DOCUMENT SEGMENT.
Start
As written, Jaqen only kills the one guard able to draw a sword in that incident. IMO he was compelled him to recruit Rorge and Biter to kill the other 5 guards to technically maintain the 3 for 3 balance. Using accomplices is likely contrary to the assassin's code among Faceless Men.



I think Jaqen suspected the Hoat/bolton conspiracy and that it was planned the northern prisoners would be released to seize the castle from within. Jaqen even encouraged Arya to name Joffrey because, as Arya herself put it, "The last death has to count." As it played out, Arya's last death wish, her "mad dream" as Jaqen calls it, didnt count. Not only was it unnecessary, even afterward she couldnt bring herself to take advantage of the Stark sigil being raised over Harrenhall and name herself to Glover, Bolton or any of Robb's other bannermen there.
End
(Rows taken from a collection)
Start
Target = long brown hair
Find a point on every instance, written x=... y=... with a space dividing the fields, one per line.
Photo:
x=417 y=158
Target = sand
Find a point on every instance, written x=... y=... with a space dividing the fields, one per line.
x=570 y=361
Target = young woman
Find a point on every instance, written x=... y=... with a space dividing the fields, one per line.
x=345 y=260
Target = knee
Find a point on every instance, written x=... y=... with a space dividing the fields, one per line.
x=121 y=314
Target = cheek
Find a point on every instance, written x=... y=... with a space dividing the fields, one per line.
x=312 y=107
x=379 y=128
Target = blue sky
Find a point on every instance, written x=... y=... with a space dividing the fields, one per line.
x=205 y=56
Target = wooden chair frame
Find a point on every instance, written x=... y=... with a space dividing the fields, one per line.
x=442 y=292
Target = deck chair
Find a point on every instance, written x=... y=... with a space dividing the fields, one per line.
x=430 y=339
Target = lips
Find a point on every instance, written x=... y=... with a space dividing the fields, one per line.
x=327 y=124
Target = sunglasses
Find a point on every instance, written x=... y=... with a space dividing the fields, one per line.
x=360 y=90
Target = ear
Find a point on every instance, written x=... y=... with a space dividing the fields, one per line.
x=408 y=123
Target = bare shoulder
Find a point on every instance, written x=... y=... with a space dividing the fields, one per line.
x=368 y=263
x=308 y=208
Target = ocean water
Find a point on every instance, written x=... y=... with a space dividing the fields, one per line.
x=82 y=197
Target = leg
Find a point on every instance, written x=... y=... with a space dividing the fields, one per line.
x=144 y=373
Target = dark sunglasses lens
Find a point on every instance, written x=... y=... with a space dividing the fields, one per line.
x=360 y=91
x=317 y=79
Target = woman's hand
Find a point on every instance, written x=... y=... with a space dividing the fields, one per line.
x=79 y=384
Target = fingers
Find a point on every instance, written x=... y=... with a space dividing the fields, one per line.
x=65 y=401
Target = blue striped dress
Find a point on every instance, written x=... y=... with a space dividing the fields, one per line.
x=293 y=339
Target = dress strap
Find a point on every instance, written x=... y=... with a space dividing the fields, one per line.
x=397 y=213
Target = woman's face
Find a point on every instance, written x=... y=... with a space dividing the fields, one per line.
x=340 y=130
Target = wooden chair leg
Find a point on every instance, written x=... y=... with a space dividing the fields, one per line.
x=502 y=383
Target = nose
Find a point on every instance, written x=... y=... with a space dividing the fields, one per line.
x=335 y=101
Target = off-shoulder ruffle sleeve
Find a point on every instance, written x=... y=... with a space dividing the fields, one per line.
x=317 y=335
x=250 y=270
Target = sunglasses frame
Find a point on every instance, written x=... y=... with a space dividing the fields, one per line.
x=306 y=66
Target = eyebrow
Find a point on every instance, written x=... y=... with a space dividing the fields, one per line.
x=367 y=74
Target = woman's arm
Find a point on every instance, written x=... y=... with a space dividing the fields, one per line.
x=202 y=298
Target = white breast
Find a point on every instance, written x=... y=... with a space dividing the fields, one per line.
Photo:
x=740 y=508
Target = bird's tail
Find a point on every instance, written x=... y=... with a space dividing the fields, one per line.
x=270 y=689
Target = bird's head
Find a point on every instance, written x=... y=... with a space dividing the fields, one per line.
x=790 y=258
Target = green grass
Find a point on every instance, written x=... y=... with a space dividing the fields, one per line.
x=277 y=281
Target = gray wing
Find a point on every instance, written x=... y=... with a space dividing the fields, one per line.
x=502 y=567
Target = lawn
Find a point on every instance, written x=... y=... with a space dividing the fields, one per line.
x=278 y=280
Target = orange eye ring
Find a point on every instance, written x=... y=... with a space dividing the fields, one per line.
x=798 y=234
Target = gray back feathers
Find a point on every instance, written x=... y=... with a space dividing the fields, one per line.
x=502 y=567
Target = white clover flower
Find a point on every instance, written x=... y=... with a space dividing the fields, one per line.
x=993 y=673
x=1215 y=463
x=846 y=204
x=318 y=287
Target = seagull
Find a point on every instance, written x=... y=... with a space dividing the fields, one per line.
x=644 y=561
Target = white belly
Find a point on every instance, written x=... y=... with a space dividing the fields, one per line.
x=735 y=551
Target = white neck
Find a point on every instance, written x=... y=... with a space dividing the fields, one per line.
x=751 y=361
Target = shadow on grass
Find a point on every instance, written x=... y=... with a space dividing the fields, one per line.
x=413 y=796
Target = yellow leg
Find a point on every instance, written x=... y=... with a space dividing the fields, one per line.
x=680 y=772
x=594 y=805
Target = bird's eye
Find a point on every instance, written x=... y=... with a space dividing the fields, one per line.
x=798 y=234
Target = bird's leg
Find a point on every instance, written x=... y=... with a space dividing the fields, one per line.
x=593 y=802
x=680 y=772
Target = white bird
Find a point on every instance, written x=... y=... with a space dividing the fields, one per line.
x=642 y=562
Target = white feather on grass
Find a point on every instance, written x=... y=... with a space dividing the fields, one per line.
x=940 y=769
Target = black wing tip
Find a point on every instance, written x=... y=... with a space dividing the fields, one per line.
End
WORK INSTRUCTIONS.
#1 Reproduce the post about Jaqen and Arya word for word, from "As written, Jaqen" up to and including "other bannermen there.".
#2 Pick up the post about Jaqen and Arya after its final sentence and keep it going.

ANSWERS FOR THE EXERCISE.
#1
As written, Jaqen only kills the one guard able to draw a sword in that incident. IMO he was compelled him to recruit Rorge and Biter to kill the other 5 guards to technically maintain the 3 for 3 balance. Using accomplices is likely contrary to the assassin's code among Faceless Men.



I think Jaqen suspected the Hoat/bolton conspiracy and that it was planned the northern prisoners would be released to seize the castle from within. Jaqen even encouraged Arya to name Joffrey because, as Arya herself put it, "The last death has to count." As it played out, Arya's last death wish, her "mad dream" as Jaqen calls it, didnt count. Not only was it unnecessary, even afterward she couldnt bring herself to take advantage of the Stark sigil being raised over Harrenhall and name herself to Glover, Bolton or any of Robb's other bannermen there.

#2
The Lorathi brought the blade to Arya still red with heart's blood and wiped it clean on the front of her shift. "A girl should be bloody too. This is her work."



Still pondering why Jaqen was more distraught at having to kill himself than he was while trapped in chains in the midst of towering flames before Arya's intervention. Surely suicide with his thin, sharp knife would have been cleaner and quicker than being consumed by fire. He was trapped in both situations though, by his chains and by his oath.